## BEGIN PROVIDED RECORDS

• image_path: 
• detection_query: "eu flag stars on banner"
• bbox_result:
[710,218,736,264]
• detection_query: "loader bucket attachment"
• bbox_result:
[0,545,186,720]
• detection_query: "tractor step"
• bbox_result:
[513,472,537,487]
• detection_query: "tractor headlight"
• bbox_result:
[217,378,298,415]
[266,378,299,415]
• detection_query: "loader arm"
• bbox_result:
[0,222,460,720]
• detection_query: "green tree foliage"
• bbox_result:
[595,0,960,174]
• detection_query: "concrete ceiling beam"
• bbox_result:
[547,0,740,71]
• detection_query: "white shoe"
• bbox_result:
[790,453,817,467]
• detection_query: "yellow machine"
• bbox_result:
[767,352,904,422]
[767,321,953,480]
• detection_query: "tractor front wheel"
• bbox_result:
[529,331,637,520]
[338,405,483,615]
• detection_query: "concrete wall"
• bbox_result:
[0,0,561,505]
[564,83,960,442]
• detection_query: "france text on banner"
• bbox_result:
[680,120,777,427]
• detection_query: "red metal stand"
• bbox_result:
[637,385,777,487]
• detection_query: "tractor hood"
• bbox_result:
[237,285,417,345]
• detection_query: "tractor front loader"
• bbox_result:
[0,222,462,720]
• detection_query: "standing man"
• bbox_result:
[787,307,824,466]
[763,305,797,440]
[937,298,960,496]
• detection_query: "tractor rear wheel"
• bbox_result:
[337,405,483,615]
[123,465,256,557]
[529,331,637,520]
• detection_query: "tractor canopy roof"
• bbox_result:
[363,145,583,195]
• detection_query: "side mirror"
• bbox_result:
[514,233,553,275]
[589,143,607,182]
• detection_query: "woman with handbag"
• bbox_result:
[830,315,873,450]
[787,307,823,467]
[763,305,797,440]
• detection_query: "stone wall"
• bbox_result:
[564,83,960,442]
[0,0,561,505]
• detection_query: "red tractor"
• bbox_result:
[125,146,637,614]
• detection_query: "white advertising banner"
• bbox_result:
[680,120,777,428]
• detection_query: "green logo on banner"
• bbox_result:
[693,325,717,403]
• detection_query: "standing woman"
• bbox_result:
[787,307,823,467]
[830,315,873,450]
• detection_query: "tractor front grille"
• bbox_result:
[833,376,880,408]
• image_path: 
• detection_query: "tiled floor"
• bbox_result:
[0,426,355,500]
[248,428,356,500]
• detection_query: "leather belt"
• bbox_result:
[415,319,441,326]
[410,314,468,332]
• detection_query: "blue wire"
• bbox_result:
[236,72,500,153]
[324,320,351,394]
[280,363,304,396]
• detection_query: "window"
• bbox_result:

## END PROVIDED RECORDS

REQUIRED WORK - Copy all of the records above verbatim, from the first line to the last.

IN RESPONSE -
• image_path: 
• detection_query: "eu flag stars on banner"
• bbox_result:
[710,218,736,264]
• detection_query: "loader bucket attachment"
• bbox_result:
[0,545,186,720]
• detection_query: "tractor step"
• bbox_result:
[513,472,537,487]
• detection_query: "tractor headlight"
• bbox_result:
[217,378,298,415]
[266,378,299,415]
• detection_query: "loader arm"
• bbox_result:
[0,222,460,720]
• detection_query: "green tree foliage"
• bbox_result:
[595,0,960,174]
• detection_query: "concrete ceiling beam"
• bbox_result:
[547,0,740,71]
• detection_query: "white shoe"
• bbox_result:
[790,453,817,467]
• detection_query: "yellow machine"
• bbox_result:
[767,352,904,422]
[767,321,953,480]
• detection_query: "tractor front wheel"
• bbox_result:
[529,331,637,520]
[338,405,483,615]
• detection_query: "concrete wall"
• bbox_result:
[0,0,561,505]
[564,83,960,442]
• detection_query: "france text on banner"
• bbox_result:
[680,120,777,427]
• detection_query: "red metal stand"
• bbox_result:
[637,385,777,487]
• detection_query: "tractor hood"
• bbox_result:
[237,285,417,345]
• detection_query: "tractor front loader"
• bbox_result:
[0,222,462,720]
• detection_query: "standing man"
• bbox_result:
[787,307,824,466]
[763,305,797,440]
[937,298,960,496]
• detection_query: "tractor rear wheel"
• bbox_result:
[337,405,483,615]
[123,465,256,557]
[529,331,637,520]
• detection_query: "tractor canopy roof"
• bbox_result:
[363,145,583,195]
• detection_query: "side mirror"
• bbox_result:
[514,233,553,275]
[589,143,607,182]
• detection_query: "woman with handbag"
• bbox_result:
[830,315,873,450]
[787,307,823,467]
[763,305,797,440]
• detection_query: "stone wall"
• bbox_result:
[564,83,960,442]
[0,0,561,505]
• detection_query: "red tractor"
• bbox_result:
[125,146,637,614]
• detection_query: "white advertising banner"
• bbox_result:
[680,120,777,428]
• detection_query: "green logo on banner"
• bbox_result:
[693,325,717,403]
• detection_query: "standing woman"
• bbox_result:
[787,307,823,467]
[830,315,873,450]
• detection_query: "tractor front grille"
• bbox_result:
[833,376,880,408]
• image_path: 
• detection_query: "tiled floor"
• bbox_result:
[0,426,355,500]
[248,428,356,500]
• detection_query: "leather belt"
• bbox_result:
[415,319,441,326]
[410,314,468,332]
• detection_query: "blue wire"
• bbox_result:
[236,72,500,153]
[324,320,351,394]
[280,363,304,396]
• detection_query: "window"
• bbox_result:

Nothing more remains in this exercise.